▶ Exercise data
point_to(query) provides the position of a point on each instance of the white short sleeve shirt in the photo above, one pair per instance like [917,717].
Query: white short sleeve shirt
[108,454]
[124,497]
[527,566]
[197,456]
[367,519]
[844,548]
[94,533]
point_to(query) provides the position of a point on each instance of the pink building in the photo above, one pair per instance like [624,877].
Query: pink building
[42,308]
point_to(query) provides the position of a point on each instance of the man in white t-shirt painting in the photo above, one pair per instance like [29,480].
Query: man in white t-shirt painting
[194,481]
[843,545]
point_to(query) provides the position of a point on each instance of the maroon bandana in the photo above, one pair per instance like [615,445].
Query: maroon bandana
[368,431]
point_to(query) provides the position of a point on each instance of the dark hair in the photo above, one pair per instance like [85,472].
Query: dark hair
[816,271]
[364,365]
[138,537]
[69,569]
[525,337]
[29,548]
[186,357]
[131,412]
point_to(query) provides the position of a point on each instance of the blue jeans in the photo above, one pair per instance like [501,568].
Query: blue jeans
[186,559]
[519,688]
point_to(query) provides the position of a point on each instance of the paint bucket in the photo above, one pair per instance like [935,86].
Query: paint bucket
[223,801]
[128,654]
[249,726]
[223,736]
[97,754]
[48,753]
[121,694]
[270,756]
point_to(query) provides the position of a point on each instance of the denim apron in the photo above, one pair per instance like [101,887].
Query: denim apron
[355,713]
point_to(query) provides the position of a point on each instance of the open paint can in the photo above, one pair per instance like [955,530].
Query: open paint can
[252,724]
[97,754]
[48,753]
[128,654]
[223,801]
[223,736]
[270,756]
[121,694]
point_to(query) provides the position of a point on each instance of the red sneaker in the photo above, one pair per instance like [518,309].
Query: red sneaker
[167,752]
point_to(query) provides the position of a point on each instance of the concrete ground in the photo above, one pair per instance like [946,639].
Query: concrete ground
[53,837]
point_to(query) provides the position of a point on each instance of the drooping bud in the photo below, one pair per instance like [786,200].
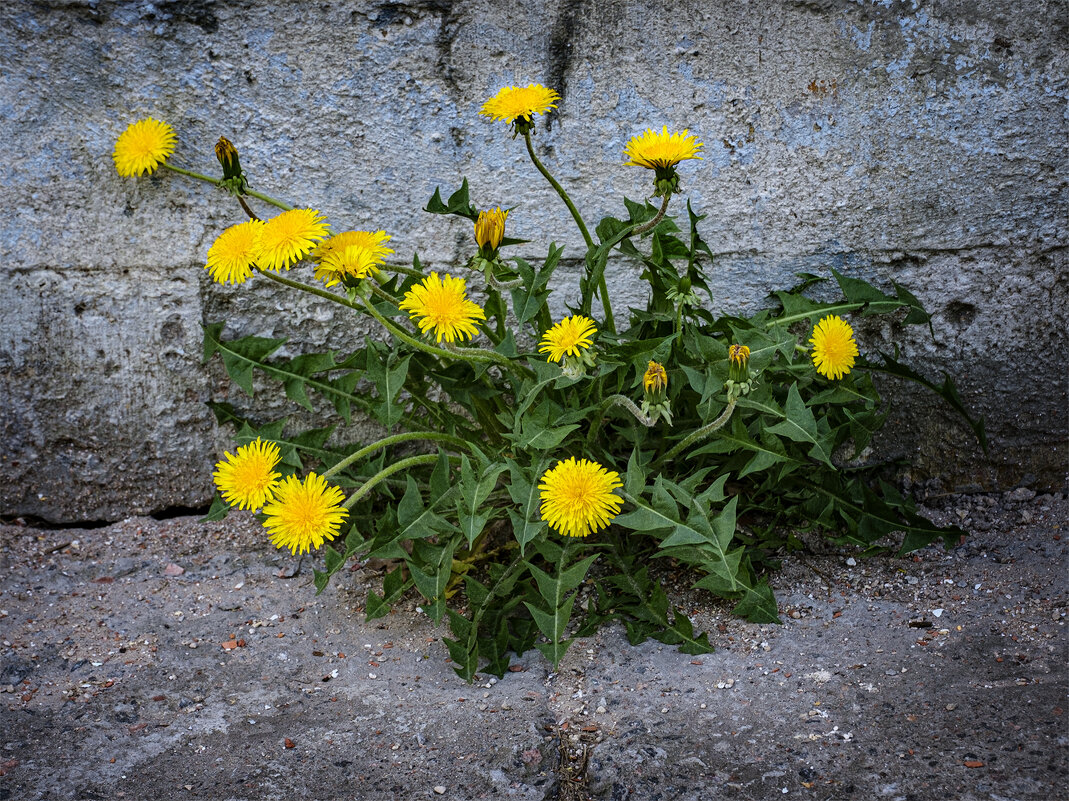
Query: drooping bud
[655,401]
[655,378]
[490,231]
[739,354]
[233,179]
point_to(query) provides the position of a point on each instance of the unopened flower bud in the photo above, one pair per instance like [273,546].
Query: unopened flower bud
[739,355]
[490,231]
[655,378]
[227,154]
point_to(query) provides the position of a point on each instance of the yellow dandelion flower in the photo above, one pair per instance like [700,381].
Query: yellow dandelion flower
[304,514]
[353,260]
[739,354]
[247,479]
[143,147]
[833,347]
[577,497]
[371,240]
[490,228]
[662,150]
[517,105]
[233,255]
[655,378]
[569,337]
[440,304]
[289,236]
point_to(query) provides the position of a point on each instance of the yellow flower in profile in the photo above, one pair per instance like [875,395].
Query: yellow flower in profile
[833,347]
[289,236]
[143,147]
[569,337]
[371,240]
[356,253]
[247,478]
[233,255]
[304,514]
[440,304]
[490,228]
[662,150]
[577,497]
[655,378]
[517,105]
[353,260]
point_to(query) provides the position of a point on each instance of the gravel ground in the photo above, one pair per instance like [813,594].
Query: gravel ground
[174,659]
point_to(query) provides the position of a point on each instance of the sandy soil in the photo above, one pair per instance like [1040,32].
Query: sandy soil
[172,659]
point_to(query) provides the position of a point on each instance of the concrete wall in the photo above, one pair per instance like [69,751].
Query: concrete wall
[919,141]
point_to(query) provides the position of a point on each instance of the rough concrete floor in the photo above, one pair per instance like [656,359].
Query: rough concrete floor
[938,677]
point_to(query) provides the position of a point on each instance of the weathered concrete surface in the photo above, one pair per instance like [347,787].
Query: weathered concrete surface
[115,682]
[922,144]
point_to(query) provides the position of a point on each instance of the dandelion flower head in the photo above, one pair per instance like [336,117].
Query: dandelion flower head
[661,151]
[353,260]
[655,378]
[289,236]
[440,304]
[233,255]
[569,337]
[490,228]
[834,348]
[304,513]
[144,145]
[513,104]
[577,496]
[247,478]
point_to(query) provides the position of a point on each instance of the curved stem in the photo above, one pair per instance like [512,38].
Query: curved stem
[703,431]
[402,270]
[386,473]
[653,222]
[310,289]
[560,191]
[387,442]
[218,182]
[502,286]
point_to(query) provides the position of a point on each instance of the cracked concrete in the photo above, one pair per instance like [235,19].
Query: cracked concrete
[919,144]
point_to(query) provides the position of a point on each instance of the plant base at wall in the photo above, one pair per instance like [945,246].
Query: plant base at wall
[526,457]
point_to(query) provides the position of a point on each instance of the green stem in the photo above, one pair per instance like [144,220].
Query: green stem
[560,191]
[319,292]
[602,288]
[387,442]
[653,222]
[386,473]
[703,431]
[218,182]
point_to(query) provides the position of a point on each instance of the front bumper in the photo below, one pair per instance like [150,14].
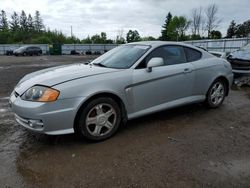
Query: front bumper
[53,118]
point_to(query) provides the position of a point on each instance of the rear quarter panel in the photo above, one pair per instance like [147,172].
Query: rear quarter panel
[206,71]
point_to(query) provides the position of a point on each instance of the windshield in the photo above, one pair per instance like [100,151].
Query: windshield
[247,47]
[121,57]
[22,48]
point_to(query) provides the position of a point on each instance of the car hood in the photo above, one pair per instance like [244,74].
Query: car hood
[241,54]
[56,75]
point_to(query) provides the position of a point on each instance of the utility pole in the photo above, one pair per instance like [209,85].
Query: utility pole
[71,31]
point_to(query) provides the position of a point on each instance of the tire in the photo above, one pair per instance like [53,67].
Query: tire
[216,94]
[99,119]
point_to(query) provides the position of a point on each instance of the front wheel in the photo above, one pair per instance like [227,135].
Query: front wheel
[99,120]
[216,94]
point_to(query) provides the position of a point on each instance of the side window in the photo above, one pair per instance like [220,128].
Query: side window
[171,55]
[174,55]
[192,54]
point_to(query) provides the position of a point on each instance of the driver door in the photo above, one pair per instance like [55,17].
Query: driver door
[164,84]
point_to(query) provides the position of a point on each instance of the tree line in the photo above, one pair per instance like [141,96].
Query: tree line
[203,23]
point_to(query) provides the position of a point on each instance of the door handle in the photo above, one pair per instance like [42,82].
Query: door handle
[187,70]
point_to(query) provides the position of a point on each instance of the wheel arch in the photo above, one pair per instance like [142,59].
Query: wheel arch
[225,80]
[99,95]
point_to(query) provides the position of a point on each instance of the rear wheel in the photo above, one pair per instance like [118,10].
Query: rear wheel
[99,120]
[216,94]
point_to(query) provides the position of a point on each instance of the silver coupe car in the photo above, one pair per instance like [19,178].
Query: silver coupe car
[130,81]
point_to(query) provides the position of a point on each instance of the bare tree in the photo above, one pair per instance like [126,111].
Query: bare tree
[196,21]
[212,21]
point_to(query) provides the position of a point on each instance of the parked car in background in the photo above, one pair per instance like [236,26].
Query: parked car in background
[222,55]
[9,51]
[240,60]
[127,82]
[28,50]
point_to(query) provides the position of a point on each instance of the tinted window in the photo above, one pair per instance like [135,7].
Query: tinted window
[122,57]
[192,55]
[170,54]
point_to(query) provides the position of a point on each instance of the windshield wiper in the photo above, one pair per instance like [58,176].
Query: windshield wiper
[99,64]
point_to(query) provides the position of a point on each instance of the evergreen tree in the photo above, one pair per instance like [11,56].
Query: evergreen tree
[30,23]
[14,23]
[232,29]
[23,21]
[243,30]
[165,30]
[3,21]
[38,22]
[133,36]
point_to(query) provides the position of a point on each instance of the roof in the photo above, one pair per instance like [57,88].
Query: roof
[160,43]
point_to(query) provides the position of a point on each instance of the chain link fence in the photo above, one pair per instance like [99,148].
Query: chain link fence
[222,45]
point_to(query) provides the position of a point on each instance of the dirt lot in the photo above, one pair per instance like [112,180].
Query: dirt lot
[189,146]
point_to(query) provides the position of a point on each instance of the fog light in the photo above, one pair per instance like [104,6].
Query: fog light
[35,124]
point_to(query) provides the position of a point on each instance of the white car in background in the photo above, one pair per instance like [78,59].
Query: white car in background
[222,55]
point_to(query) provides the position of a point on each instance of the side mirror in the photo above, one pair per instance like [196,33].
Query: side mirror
[154,62]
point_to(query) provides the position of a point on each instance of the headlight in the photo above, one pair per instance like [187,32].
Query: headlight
[40,94]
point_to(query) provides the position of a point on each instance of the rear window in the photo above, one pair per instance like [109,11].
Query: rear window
[192,54]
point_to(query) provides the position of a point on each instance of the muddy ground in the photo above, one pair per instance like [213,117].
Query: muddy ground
[189,146]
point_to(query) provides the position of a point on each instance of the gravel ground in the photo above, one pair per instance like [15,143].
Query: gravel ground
[190,146]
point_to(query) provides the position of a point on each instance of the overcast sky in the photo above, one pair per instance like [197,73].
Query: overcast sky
[89,17]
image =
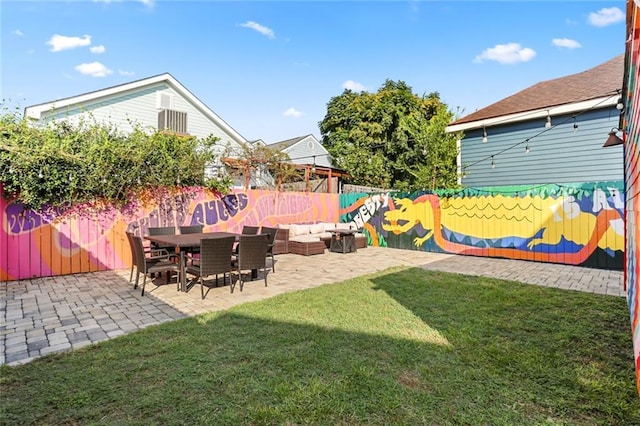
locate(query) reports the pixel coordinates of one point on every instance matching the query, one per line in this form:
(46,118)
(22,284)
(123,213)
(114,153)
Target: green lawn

▶ Task
Search the data for the string "below" and copy each line where it appears.

▶ Answer
point_to(query) provides the position of a point on each instance of the drooping bud in the photo below, one pair per instance like [786,200].
point_to(query) provides the position of a point on each instance of the front bumper in the photo below, one pair per instance like [150,14].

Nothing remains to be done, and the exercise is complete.